Every line below that holds the string "pixel" must be copied.

◆ ◆ ◆ ◆ ◆ ◆ ◆

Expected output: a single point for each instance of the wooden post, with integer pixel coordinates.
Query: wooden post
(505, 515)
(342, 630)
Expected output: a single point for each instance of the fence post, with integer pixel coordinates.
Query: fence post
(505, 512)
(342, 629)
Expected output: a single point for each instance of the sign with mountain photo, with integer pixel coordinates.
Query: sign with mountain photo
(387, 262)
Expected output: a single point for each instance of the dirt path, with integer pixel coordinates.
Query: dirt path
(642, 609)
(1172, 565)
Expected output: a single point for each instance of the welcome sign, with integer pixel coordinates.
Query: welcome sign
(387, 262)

◆ ◆ ◆ ◆ ◆ ◆ ◆

**RESPONSE BELOW:**
Expected output: a single point for each instance of the wooden post, with integer pixel coordinates.
Expected output: a single point for each instance of the fence post, with integer pixel coordinates.
Expected output: a single point for each instance of the sign with mountain photo, with integer pixel coordinates.
Expected output: a single point for each instance of the dirt path, with integer pixel coordinates.
Expected output: a single point for each instance of the welcome sign, with integer pixel coordinates.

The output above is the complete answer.